[Written instruction]
Please copy the stretch of material below from the line containing "of the clump" through the line containing "[[417, 92], [176, 143]]" in full, offsetting each coordinate in the answers by 140 and keeping all other text unchanged.

Records from a collection

• • • •

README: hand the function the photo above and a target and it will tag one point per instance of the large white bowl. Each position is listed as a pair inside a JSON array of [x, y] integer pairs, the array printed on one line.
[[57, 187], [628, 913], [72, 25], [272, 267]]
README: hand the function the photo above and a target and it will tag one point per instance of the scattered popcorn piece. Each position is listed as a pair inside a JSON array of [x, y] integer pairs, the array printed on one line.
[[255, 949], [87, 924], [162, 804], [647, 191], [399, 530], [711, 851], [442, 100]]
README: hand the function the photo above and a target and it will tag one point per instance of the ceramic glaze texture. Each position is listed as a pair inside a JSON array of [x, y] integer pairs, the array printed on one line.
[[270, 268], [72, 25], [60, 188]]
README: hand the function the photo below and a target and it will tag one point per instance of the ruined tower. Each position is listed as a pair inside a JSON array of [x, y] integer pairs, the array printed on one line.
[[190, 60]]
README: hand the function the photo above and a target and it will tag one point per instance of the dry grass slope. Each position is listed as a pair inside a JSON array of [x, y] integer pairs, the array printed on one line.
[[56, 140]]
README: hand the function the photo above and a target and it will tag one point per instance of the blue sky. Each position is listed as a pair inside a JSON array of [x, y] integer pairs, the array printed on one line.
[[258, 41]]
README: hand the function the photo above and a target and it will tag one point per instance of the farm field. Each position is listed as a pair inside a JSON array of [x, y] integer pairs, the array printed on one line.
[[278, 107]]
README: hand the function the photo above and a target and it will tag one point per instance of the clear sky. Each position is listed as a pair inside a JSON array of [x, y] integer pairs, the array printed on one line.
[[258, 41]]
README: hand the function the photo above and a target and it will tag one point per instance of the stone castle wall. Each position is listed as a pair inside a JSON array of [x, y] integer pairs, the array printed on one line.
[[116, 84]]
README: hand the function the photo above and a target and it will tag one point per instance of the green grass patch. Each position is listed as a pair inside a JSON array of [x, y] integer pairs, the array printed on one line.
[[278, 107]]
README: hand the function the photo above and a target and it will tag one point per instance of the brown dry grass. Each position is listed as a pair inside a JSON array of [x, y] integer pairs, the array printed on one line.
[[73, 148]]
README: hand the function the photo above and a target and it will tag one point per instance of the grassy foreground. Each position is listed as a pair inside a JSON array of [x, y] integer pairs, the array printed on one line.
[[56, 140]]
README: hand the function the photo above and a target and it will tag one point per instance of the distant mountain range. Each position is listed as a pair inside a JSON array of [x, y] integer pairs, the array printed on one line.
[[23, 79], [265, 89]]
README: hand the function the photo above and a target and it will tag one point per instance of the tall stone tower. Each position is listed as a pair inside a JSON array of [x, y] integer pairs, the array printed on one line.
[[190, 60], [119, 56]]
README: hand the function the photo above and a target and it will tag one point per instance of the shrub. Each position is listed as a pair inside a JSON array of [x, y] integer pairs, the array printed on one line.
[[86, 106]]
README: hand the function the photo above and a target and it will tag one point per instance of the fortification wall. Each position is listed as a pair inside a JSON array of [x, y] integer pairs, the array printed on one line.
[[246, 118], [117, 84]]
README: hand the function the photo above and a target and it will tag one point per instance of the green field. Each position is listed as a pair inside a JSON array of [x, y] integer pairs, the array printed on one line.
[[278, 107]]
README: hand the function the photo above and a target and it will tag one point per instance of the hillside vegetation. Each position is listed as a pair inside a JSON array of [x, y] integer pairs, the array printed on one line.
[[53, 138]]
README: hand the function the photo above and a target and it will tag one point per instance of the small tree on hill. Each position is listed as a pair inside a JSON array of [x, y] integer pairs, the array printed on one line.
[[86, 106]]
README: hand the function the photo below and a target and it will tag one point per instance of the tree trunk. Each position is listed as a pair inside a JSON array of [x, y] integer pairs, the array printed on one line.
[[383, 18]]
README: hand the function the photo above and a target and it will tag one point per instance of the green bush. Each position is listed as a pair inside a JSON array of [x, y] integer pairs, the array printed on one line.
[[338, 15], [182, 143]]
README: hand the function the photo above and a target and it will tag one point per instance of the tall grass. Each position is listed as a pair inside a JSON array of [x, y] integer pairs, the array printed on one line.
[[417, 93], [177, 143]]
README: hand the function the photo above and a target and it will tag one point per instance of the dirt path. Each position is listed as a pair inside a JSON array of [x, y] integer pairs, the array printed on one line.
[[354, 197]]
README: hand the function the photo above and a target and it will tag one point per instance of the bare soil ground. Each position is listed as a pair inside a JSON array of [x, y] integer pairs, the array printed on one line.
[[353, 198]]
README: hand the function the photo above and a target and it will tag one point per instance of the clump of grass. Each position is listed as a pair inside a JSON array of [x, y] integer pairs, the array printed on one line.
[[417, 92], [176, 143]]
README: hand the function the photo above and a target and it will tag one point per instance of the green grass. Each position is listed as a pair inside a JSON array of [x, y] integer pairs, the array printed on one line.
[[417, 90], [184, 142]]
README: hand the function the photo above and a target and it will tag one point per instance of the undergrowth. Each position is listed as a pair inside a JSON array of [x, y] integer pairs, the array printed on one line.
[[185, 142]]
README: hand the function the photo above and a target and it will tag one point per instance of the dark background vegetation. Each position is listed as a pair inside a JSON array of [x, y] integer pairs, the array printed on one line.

• • • •

[Complete answer]
README: hand the function the photo above and a target and it will tag one point per instance of the clump of grass. Each position is listed as a pair inside a JSON array of [x, y] integer pairs, the array printed on one line.
[[557, 232], [316, 283]]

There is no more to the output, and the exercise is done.